C’est une décision calibrée. Cela ne signifie pas que l’Iran met fin au JCPOA, mais qu’il a rendu la matrice inefficace. Selon le Ministre des Affaires Étrangères Javad Zarif, l’Iran continuera de permettre à l’Agence Internationale de l’Énergie Atomique (AIEA) de contrôler sa recherche nucléaire, et serait prêt à rejoindre le JCPOA si les sanctions contre lui sont levées.
On peut soutenir que cela pourrait signifier la révérence finale au JCPOA, mais il ne doit pas nécessairement en être ainsi. L’Iran se réserve le droit de porter immédiatement ses niveaux d’enrichissement à 20%, mais il ne le fera peut-être pas et permettrait à l’AIEA de maintenir l’accès aux inspections.
Cette approche mesurée de la politique nucléaire pourrait avoir une incidence sur l’escalade des tensions avec les États-Unis. Il est extrêmement important que Téhéran ait fait cette annonce pendant la période de deuil. Ne vous y trompez pas, cette décision porte l’imprimatur du Guide Suprême Ali Khamenei.

## DONNÉES FOURNIES:
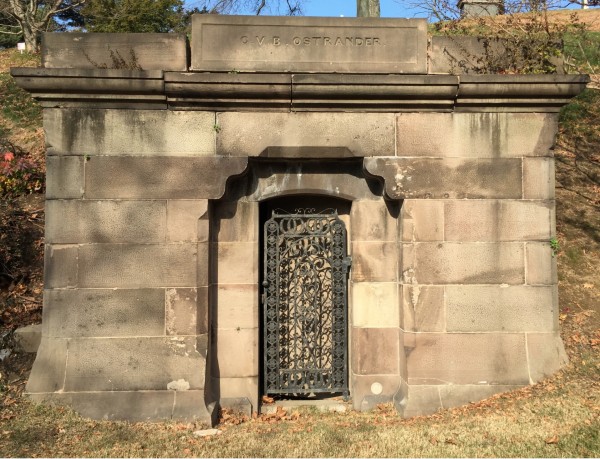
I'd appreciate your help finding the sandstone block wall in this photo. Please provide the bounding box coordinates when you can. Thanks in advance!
[13,25,586,422]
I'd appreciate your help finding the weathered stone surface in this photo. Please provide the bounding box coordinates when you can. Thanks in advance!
[44,244,79,288]
[444,200,554,242]
[446,285,558,332]
[14,324,42,353]
[43,288,165,338]
[45,200,167,244]
[42,32,187,71]
[172,390,218,425]
[46,156,84,199]
[11,67,167,110]
[396,113,558,158]
[26,337,67,393]
[365,158,522,199]
[291,74,459,112]
[350,199,398,242]
[213,242,258,285]
[213,328,259,378]
[525,242,558,285]
[352,328,400,375]
[165,288,199,335]
[404,242,525,284]
[79,243,198,288]
[165,72,292,111]
[217,112,395,158]
[402,284,446,332]
[523,158,555,199]
[407,333,529,385]
[167,199,208,242]
[351,375,402,411]
[215,376,259,411]
[352,282,400,328]
[85,156,248,199]
[29,390,212,424]
[196,288,211,335]
[527,332,569,383]
[401,199,444,242]
[212,201,259,242]
[191,14,427,74]
[402,385,442,418]
[351,241,400,282]
[456,74,589,112]
[212,284,260,329]
[44,108,216,159]
[439,384,521,409]
[65,337,206,392]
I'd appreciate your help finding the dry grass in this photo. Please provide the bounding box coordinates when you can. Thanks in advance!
[0,33,600,457]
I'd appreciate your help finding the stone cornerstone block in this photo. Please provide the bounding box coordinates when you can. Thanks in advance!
[446,285,558,332]
[45,200,167,244]
[46,156,84,199]
[79,243,198,288]
[217,112,395,157]
[365,157,522,199]
[65,337,206,392]
[44,108,216,156]
[42,288,165,338]
[527,332,568,382]
[30,390,213,424]
[407,333,529,384]
[403,242,525,284]
[85,156,248,199]
[27,337,68,393]
[191,14,427,74]
[444,200,554,242]
[396,113,558,158]
[42,32,187,71]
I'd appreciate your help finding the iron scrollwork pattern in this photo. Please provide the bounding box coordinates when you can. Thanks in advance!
[263,209,350,395]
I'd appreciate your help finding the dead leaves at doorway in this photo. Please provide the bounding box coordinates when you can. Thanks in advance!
[219,402,302,426]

## LE PROBLÈME:
Prolongez l'extrait sur le nucléaire iranien à partir de sa dernière phrase. Les lignes n'ont aucun lien avec l'extrait.

## LA RÉPONSE:
Elle suggère que Téhéran garde une fenêtre étroite pour la diplomatie. L’UE a invité Zarif à rencontrer vendredi à Bruxelles les ministres des Affaires Étrangères du Royaume-Uni, de la France et de l’Allemagne.
La question cruciale est de savoir si cette fenêtre s’ouvrira plus largement ou si elle se refermera bientôt. Car, si elle reste ouverte, l’approche de « pression maximale » de Trump (sanctions contre l’Iran) y sera inévitablement intégrée à un moment donné, et une dynamique entièrement nouvelle peut être générée face à l’impasse générale entre les États-Unis et l’Iran.
Trump est critiqué par les Démocrates et les grands médias US pour sa décision de précipiter la confrontation actuelle. Dans l’état actuel des choses, sa candidature à la réélection pourrait même être compromise si la confrontation s’intensifie dans les mois à venir.
Ce qui peut encore être possible, c’est que la « vengeance sévère » de l’Iran soit d’une ampleur que Trump peut supporter, permettant d’ouvrir la porte sur la voie menant aux négociations. Il s’agit d’un maigre espoir, mais c’est mieux que de ne pas avoir d’espoir du tout.